- EXERCISE DESCRIPTION
Write out every line exactly, from the first line of the records below through the line that contains "like (749, 185).".

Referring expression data
━━━━━━━━

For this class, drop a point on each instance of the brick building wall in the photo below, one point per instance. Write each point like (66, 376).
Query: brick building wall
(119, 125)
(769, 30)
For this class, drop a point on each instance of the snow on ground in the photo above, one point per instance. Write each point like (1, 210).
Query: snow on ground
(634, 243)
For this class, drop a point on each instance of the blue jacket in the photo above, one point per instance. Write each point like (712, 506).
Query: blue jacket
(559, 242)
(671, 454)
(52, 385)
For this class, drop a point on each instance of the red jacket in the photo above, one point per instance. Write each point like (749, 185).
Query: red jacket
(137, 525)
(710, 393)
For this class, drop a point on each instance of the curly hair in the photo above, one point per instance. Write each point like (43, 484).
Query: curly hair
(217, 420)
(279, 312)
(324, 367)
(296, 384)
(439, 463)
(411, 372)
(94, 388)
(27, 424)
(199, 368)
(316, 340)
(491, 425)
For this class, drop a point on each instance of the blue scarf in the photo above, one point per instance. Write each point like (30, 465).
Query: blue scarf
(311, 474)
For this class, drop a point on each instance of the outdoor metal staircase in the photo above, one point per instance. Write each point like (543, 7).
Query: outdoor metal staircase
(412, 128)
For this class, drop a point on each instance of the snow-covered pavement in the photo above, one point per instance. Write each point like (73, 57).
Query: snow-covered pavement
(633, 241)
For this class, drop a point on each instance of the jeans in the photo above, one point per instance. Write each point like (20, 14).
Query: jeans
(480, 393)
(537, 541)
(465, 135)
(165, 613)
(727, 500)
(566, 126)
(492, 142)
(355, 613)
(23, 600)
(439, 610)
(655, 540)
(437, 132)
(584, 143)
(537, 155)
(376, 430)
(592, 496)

━━━━━━━━

- EXERCISE OUTPUT
For this class, drop a point on each instance of the brick building wall in the photo below, one point per instance. Write each point like (66, 376).
Query: brick building wall
(119, 125)
(769, 30)
For this class, drop a point on each instance of the snow on ground in the photo above, one point per instance. Write each point like (1, 210).
Query: snow on ground
(634, 243)
For this class, drop a point on each instance of the blue jacket in the photo above, one point per instance. Write each point like (712, 506).
Query: blue jacket
(559, 242)
(671, 454)
(52, 385)
For this class, drop a point on each instance of the red jacket in the photo above, one point per instance. Write each point like (749, 185).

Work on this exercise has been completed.